▶ **SUPPLIED INFORMATION**
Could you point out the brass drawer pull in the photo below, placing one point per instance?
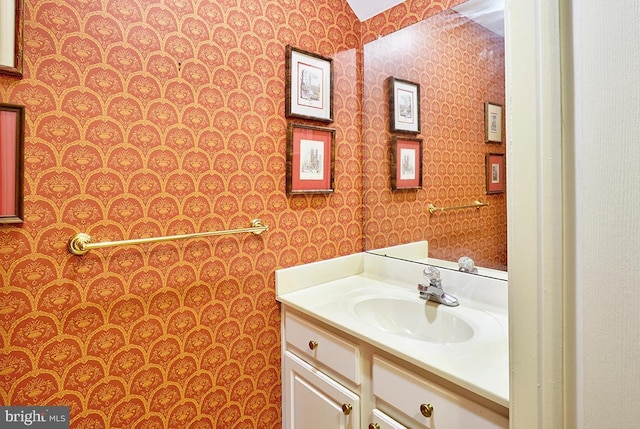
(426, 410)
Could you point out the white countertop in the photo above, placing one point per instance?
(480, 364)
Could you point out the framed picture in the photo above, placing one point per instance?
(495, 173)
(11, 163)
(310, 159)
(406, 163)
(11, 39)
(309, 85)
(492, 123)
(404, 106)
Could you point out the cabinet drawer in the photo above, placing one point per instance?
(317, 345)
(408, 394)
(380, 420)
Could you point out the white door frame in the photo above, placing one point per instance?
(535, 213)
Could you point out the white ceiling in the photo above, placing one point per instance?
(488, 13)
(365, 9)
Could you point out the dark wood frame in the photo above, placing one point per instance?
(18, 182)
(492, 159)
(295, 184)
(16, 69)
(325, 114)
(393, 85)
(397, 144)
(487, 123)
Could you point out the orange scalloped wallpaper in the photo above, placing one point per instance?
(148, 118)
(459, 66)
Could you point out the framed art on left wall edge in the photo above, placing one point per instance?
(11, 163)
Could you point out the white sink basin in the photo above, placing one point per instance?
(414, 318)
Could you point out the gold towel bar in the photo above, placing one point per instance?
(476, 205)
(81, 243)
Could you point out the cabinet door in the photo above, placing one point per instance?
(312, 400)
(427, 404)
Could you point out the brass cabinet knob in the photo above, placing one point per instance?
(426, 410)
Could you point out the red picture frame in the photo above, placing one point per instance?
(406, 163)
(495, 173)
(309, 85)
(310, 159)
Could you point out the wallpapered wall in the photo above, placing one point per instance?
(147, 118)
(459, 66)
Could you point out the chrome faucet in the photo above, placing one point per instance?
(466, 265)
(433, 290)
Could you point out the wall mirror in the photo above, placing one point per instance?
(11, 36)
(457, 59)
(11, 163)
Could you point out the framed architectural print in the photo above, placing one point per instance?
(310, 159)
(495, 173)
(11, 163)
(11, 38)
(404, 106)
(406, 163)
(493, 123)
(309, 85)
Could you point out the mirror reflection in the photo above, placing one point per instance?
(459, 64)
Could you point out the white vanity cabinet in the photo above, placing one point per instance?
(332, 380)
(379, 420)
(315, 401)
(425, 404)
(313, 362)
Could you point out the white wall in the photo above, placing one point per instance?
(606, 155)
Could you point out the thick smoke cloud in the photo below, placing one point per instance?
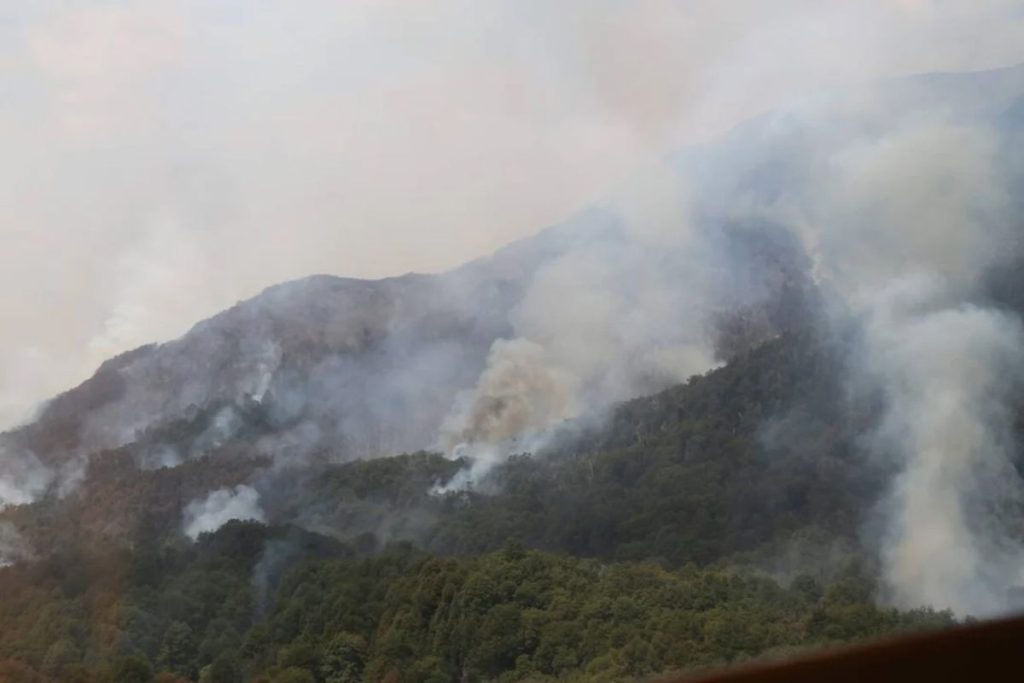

▶ **TASK DIRECTIONS**
Above are the records; set down exactly the lines from the line containing "Could you point out the brass cabinet" through their last line, leaving every picture out.

▶ **ANSWER BOX**
Could you point out the brass cabinet knob in the photo above, placing one point per instance?
(426, 410)
Could you point out the red picture frame in the photo above, placing one point per instance?
(406, 163)
(495, 173)
(309, 85)
(310, 159)
Could you point out the wallpapered wall in the photo above, placing one point per instance?
(147, 118)
(459, 66)
Could you point out the chrome faucet in the photo above, placing one point per instance?
(466, 265)
(433, 290)
Could you point out the wall mirror in the photo above, placing one point per instance?
(11, 36)
(457, 59)
(11, 163)
Could you point out the framed architectural print in the photo above, placing one point per instance?
(310, 159)
(495, 173)
(11, 163)
(11, 38)
(404, 106)
(406, 163)
(493, 123)
(309, 85)
Could you point out the mirror reflection in the photo above, placing one point per instance?
(459, 64)
Could you point out the white vanity cabinet in the photo above, placing one point per instance?
(332, 380)
(379, 420)
(315, 401)
(425, 404)
(313, 362)
Could you point out the white wall in the photo above, placing one point per instance?
(606, 155)
Could you point out the thick smoke cloud in the photo below, placing one point per instance?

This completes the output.